BEGIN Data provided
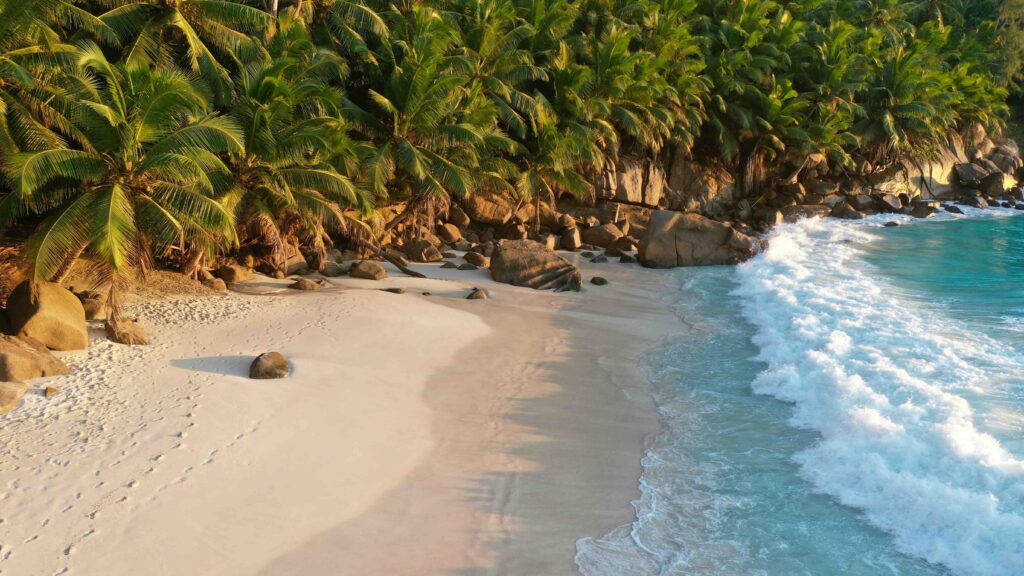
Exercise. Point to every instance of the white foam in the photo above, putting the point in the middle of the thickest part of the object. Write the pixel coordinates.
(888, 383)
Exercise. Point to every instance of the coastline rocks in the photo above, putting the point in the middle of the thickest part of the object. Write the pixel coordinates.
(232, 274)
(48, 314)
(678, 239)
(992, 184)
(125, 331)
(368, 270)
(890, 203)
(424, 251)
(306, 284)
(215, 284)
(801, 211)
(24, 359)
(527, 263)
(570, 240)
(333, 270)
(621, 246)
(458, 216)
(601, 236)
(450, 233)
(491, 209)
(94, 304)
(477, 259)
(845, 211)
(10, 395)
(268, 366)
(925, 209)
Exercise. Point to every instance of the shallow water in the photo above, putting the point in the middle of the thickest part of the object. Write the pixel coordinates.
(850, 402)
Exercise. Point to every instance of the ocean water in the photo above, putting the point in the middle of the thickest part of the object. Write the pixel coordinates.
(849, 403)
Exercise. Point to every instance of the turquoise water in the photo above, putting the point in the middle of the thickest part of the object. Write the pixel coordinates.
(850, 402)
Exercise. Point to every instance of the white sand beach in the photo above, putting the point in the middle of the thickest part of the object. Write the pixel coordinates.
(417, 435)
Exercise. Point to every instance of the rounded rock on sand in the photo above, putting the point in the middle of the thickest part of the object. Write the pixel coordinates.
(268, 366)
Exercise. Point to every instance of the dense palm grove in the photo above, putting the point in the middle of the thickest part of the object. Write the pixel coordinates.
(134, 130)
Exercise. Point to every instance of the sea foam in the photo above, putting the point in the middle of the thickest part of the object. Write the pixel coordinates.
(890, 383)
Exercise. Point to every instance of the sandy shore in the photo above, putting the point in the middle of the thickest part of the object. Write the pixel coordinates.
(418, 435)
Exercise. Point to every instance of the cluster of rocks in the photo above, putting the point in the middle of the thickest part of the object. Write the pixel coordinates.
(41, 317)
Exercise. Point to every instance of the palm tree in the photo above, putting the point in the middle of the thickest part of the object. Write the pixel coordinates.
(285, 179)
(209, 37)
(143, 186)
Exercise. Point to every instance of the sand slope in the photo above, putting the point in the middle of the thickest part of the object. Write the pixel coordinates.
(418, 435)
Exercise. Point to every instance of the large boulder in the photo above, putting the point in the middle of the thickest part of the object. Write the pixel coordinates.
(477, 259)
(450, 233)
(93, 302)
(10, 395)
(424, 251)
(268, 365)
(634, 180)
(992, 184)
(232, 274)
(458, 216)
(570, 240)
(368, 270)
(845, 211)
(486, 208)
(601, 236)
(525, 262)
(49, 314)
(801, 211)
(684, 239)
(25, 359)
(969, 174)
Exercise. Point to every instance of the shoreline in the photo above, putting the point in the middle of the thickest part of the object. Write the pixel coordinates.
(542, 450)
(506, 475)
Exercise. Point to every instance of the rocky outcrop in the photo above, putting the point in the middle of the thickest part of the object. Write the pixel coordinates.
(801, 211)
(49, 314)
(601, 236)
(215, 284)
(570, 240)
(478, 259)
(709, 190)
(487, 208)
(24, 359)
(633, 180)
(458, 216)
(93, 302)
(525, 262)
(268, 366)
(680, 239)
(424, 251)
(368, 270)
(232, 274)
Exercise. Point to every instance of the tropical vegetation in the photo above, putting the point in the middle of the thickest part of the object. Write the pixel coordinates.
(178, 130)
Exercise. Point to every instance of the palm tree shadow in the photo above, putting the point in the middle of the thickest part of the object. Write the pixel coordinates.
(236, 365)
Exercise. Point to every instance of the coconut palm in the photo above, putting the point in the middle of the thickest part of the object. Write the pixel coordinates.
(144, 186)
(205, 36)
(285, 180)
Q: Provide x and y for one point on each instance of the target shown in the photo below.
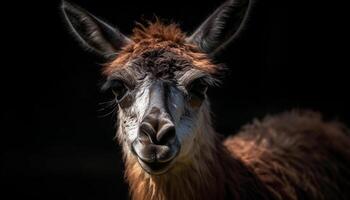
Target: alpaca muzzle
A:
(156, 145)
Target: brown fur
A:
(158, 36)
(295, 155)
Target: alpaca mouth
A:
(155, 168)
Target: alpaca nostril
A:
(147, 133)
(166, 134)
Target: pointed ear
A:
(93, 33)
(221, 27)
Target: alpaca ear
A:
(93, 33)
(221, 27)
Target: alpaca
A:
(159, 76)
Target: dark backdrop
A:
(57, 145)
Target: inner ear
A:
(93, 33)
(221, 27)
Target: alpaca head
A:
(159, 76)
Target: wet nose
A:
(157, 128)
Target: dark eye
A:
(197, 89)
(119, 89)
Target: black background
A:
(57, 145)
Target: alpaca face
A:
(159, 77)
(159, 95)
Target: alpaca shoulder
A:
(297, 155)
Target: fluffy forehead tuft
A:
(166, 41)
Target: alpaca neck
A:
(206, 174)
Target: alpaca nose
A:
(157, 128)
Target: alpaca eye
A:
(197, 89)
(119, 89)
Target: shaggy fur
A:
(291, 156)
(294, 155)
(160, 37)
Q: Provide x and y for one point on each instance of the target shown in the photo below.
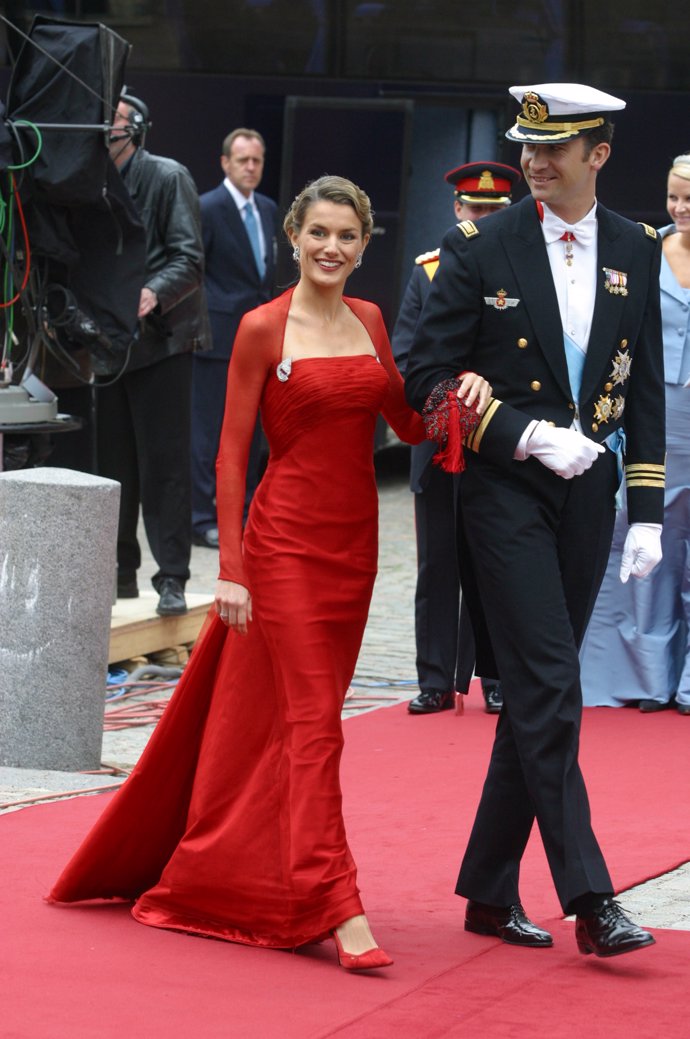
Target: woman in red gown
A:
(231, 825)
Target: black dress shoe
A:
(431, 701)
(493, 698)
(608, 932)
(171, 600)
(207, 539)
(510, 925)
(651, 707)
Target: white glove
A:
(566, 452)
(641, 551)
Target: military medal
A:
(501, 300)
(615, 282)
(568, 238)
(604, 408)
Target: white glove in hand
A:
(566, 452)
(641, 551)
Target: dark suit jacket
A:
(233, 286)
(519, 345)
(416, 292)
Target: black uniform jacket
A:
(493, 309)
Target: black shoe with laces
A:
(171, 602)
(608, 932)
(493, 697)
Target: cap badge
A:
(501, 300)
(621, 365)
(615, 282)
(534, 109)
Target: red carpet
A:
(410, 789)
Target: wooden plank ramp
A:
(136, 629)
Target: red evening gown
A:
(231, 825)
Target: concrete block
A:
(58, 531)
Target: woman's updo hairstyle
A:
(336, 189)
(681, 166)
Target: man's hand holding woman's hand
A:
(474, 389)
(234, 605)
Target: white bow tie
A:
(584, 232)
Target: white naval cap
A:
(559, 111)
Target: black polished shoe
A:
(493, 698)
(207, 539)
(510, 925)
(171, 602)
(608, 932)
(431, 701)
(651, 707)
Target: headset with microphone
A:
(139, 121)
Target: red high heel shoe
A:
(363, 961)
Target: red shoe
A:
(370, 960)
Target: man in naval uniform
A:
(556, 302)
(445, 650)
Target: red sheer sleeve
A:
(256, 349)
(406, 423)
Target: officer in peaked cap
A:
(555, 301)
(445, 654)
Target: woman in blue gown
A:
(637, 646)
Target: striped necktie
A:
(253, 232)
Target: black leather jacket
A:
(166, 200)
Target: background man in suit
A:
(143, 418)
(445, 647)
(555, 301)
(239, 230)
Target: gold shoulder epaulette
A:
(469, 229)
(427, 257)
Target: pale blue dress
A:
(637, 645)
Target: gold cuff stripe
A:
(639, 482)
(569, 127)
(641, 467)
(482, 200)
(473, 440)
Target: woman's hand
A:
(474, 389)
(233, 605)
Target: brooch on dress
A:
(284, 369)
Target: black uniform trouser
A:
END Data provided
■ The task: Quote the data above in full, leaving out the pictures it holds.

■ Answer section:
Exercise. Point to every instance of the white foam in the photo above, putting the point in the middle of the thickest part of the object. Write the pixel coordinates.
(888, 383)
Exercise. Point to every instance of the coastline rocks in the photo above, putting the point in the middle of the thickest part of the object. Write the pixel coordinates.
(232, 274)
(48, 314)
(678, 239)
(992, 184)
(125, 331)
(368, 270)
(890, 203)
(424, 251)
(306, 284)
(215, 284)
(801, 211)
(24, 359)
(527, 263)
(570, 240)
(333, 270)
(621, 246)
(458, 216)
(601, 236)
(450, 233)
(491, 209)
(94, 304)
(477, 259)
(845, 211)
(10, 395)
(268, 366)
(925, 209)
Exercise. Point to every instance of the shallow water in the photo above, putting the point in the middle of the thickest part of the object. Write the pixel coordinates.
(850, 402)
Exercise. Point to every instance of the ocean water in the photo above, putting the point in the middle of the thickest part of the object. Write the pixel coordinates.
(849, 403)
Exercise. Point to every instance of the turquoise water in the photo above, putting the point in the middle of the thickest part of the object. Write the pixel coordinates.
(850, 402)
Exercise. Point to every instance of the white sand beach in the photo above, putting the point in the middle of the thickest part of the object. Write the pixel coordinates.
(417, 435)
Exercise. Point to every instance of the rounded rock on sand in the photo above, putting the point in the middle of the thickest part of the object. Write the pixel coordinates.
(268, 366)
Exercise. Point to every instance of the dense palm grove in the photo above, putting the point in the middle of the thickest part of the object. Write the pixel coordinates.
(134, 130)
Exercise. Point to every instance of the sea foam in the photo above, putting the point in the middle of the thickest part of the object. Write the pixel coordinates.
(890, 383)
Exercise. Point to every instance of the sandy shore in the photo above, putting the point in the middle of the thickest part of the object. Write the pixel coordinates.
(418, 435)
Exercise. Point to every instance of the cluster of rocks in the photo above, putting the point in the middle of the thickest part of the object. Write the pixel coordinates.
(41, 317)
Exercise. Point to every instance of the palm tree in the photo above, putting the point in the middle of the thickest part of the object. Write the pixel coordinates.
(285, 179)
(209, 37)
(143, 186)
Exercise. Point to every instance of the sand slope in the photo above, putting the point in the middle of the thickest part of the object. Write the pixel coordinates.
(418, 435)
Exercise. Point to every instance of the large boulder in the photo above, putting the point in the middle of the thickest part of the object. Write the pixel coordinates.
(477, 259)
(450, 233)
(93, 302)
(10, 395)
(424, 251)
(268, 365)
(634, 180)
(992, 184)
(232, 274)
(458, 216)
(570, 240)
(368, 270)
(845, 211)
(486, 208)
(601, 236)
(525, 262)
(49, 314)
(801, 211)
(684, 239)
(25, 359)
(969, 174)
Exercise. Point to every instance of the shoreline in the photo above, putting the point in the middle of the thickest part of the object. Write the pixel coordinates.
(542, 450)
(506, 475)
Exercise. Point to every instance of the rocky outcrop in the photo above, putting the point in the middle of the thickest part of the object. Write the pixel coordinates.
(801, 211)
(49, 314)
(601, 236)
(215, 284)
(570, 240)
(478, 259)
(709, 190)
(487, 208)
(24, 359)
(633, 180)
(458, 216)
(93, 302)
(525, 262)
(268, 366)
(680, 239)
(424, 251)
(368, 270)
(232, 274)
Exercise. Point to every instance of the tropical vegetation in the photo above, putting the point in the middle of the thickest part of the object. Write the pixel coordinates.
(178, 130)
Exercise. Point to every instance of the palm tree shadow in the photo above, putting the point in the middle of the thickest part of the object. Write the pixel coordinates.
(236, 365)
Exercise. Point to every instance of the coconut palm in the photo above, putting the point in the middle of the thickest part of the object. Write the pixel coordinates.
(144, 186)
(205, 36)
(285, 180)
Q: Provide x and y for one point on each instance of the target shown in the photo below.
Target: alpaca muzzle
A:
(156, 145)
Target: brown fur
A:
(158, 36)
(295, 155)
Target: alpaca mouth
A:
(155, 168)
Target: alpaca nostril
A:
(147, 133)
(166, 134)
Target: pointed ear
A:
(93, 33)
(221, 27)
Target: alpaca ear
A:
(93, 33)
(221, 27)
Target: alpaca
A:
(159, 76)
Target: dark backdrop
A:
(57, 145)
Target: inner ear
A:
(93, 33)
(221, 27)
Target: alpaca head
A:
(159, 76)
Target: wet nose
A:
(157, 128)
Target: dark eye
A:
(197, 89)
(119, 89)
Target: black background
A:
(57, 145)
Target: alpaca face
A:
(159, 77)
(159, 95)
Target: alpaca shoulder
A:
(297, 155)
Target: fluffy forehead tuft
A:
(166, 41)
Target: alpaca neck
A:
(206, 174)
Target: alpaca nose
A:
(157, 128)
Target: alpaca eye
A:
(197, 89)
(119, 89)
Target: shaggy fur
A:
(291, 156)
(294, 155)
(160, 37)
Q: Provide x and y for one point on each instance of the target shown in the photo below.
Target: woman in red gown
A:
(231, 825)
Target: black dress shoe
A:
(431, 701)
(493, 698)
(608, 932)
(171, 600)
(207, 539)
(510, 925)
(651, 707)
Target: white glove
A:
(566, 452)
(641, 551)
Target: military medal
A:
(501, 300)
(615, 282)
(568, 238)
(604, 408)
Target: white glove in hand
A:
(566, 452)
(641, 551)
Target: dark suit jacket
A:
(233, 286)
(519, 345)
(416, 292)
Target: black uniform jacket
A:
(493, 309)
Target: black shoe with laces
A:
(171, 602)
(608, 932)
(493, 697)
Target: cap badge
A:
(501, 300)
(621, 365)
(615, 282)
(534, 109)
Target: red carpet
A:
(410, 789)
Target: wooden plank ramp
A:
(136, 629)
Target: red evening gown
A:
(231, 825)
Target: concrete block
A:
(58, 531)
Target: woman's updo hairstyle
A:
(336, 189)
(681, 166)
Target: man's hand holding woman's hand
A:
(474, 389)
(234, 605)
Target: white bow tie
A:
(584, 232)
Target: white naval cap
A:
(559, 111)
Target: black polished shoe
A:
(493, 698)
(207, 539)
(510, 925)
(171, 602)
(608, 932)
(431, 701)
(651, 707)
Target: headset with microphone
A:
(139, 121)
Target: red high heel shoe
A:
(363, 961)
Target: red shoe
A:
(370, 960)
Target: man in naval uniform
A:
(556, 302)
(445, 650)
Target: red sheer sleeve
A:
(256, 349)
(406, 423)
Target: officer in peaked cap
A:
(555, 301)
(445, 654)
Target: woman in blue gown
A:
(637, 646)
Target: striped necktie
A:
(253, 232)
Target: black leather jacket
A:
(166, 200)
Target: background man in suit
A:
(143, 418)
(445, 647)
(555, 301)
(239, 230)
Target: gold shoulder epaulette
A:
(469, 229)
(427, 257)
Target: pale blue dress
A:
(637, 645)
Target: gold cuff stripe
A:
(639, 482)
(569, 127)
(641, 467)
(482, 200)
(473, 440)
Target: woman's hand
A:
(474, 389)
(233, 605)
Target: brooch on dress
A:
(284, 369)
Target: black uniform trouser
A:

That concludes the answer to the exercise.